** Records for the task follows **

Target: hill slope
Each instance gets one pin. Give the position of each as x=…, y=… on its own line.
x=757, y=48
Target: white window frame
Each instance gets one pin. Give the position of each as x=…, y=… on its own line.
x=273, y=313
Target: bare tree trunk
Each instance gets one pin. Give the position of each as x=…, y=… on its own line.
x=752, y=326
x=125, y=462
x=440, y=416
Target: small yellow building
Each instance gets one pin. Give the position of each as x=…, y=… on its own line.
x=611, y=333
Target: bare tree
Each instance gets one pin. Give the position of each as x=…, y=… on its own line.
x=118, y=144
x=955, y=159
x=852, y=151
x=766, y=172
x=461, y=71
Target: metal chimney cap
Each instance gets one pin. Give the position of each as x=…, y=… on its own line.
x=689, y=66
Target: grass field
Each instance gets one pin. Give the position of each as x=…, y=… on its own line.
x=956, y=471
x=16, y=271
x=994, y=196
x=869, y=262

** End of Records for the task **

To do:
Starting at the line that contains "Target: grass field", copy each line through the last one in the records, exactly, and output nothing else.

Completed task:
Target: grass field
Each instance gets one pin. Give the position of each as x=…, y=… on its own line.
x=956, y=471
x=16, y=271
x=994, y=196
x=869, y=262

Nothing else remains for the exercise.